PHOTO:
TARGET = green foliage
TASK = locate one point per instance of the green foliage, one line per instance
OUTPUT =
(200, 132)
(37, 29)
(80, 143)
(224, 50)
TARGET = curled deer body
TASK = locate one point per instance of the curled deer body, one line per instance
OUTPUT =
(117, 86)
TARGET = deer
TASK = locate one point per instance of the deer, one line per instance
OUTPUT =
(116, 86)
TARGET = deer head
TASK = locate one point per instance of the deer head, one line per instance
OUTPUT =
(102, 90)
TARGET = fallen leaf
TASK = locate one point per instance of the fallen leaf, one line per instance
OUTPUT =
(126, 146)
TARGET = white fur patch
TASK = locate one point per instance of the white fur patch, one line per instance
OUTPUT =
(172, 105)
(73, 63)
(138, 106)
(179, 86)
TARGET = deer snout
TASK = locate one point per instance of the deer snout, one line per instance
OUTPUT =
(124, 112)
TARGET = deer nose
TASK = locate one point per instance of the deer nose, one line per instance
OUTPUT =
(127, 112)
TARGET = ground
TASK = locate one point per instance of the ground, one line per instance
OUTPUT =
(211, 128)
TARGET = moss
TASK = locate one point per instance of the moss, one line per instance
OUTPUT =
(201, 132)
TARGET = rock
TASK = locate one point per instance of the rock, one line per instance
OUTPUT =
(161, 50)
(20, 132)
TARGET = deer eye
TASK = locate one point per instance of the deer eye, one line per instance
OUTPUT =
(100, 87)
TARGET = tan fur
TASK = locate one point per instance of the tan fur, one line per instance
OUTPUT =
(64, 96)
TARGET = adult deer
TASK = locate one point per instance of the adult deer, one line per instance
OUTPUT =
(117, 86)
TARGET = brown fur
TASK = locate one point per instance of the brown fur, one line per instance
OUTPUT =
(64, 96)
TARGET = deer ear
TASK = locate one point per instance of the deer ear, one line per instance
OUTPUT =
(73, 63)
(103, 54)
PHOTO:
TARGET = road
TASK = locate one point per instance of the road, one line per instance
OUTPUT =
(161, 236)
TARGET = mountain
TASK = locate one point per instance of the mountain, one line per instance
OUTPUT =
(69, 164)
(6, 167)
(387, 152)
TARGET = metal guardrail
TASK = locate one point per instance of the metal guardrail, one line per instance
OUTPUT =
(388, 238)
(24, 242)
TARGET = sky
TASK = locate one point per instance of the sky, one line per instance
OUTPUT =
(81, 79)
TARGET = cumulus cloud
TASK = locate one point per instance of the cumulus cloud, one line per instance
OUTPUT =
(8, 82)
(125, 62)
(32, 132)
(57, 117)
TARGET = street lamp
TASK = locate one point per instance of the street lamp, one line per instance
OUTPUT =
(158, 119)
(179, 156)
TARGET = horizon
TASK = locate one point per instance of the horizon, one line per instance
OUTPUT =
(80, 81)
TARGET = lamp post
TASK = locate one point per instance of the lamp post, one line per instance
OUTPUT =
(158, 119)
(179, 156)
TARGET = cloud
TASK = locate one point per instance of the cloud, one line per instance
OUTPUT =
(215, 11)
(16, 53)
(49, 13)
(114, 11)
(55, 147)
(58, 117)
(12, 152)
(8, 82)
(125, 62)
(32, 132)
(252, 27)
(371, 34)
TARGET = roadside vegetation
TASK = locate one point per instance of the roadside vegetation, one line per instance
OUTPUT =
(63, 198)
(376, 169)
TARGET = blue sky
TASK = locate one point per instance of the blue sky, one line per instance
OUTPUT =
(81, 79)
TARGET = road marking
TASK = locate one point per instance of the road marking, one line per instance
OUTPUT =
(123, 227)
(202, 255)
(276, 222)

* * *

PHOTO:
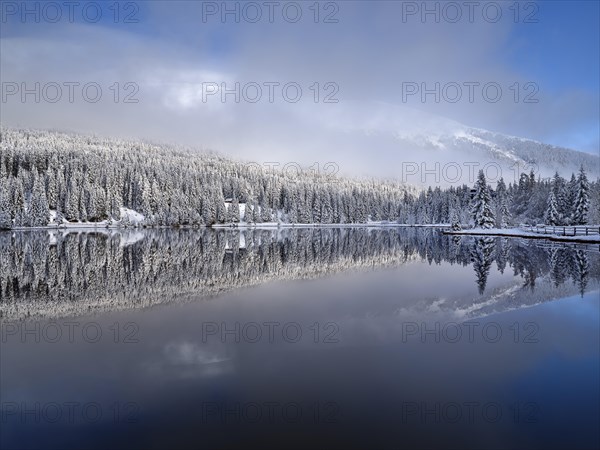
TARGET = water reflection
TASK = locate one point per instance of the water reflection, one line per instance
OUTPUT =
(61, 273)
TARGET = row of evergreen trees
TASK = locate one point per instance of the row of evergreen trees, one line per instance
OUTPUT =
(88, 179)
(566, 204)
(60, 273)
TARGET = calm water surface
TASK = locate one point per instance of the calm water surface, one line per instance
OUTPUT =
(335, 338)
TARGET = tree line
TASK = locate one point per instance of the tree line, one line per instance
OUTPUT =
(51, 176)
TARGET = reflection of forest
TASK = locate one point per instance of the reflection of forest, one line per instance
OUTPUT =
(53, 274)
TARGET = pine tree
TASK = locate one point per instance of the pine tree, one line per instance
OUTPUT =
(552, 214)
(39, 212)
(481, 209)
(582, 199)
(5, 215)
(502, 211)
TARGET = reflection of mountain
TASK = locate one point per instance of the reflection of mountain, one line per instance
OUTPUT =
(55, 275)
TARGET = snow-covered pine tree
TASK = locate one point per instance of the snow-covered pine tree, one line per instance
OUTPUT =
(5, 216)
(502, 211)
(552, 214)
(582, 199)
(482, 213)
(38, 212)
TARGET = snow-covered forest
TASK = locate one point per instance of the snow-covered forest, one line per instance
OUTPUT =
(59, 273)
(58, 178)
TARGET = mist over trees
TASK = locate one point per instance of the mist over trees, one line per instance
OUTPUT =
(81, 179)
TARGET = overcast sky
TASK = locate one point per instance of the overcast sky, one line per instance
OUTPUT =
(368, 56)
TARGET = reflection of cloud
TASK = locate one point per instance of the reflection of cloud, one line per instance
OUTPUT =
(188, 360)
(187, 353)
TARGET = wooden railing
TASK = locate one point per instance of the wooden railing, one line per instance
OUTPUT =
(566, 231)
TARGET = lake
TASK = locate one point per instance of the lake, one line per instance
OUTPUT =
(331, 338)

• **INSTRUCTIONS FOR THE TASK**:
Give again, word for word, every line of the listing above from the one with "TASK = locate one point per instance of the street" to the one with "TARGET = lamp post", both inclusive, and nothing beyond them.

• **REPLY TO THE EXERCISE**:
TASK = locate one point per instance of the street lamp, one line per instance
OUTPUT =
(158, 119)
(179, 156)
TARGET = horizon
TASK = locate one point per instance of the horizon, one line per instance
OUTPUT =
(80, 81)
TARGET = lamp post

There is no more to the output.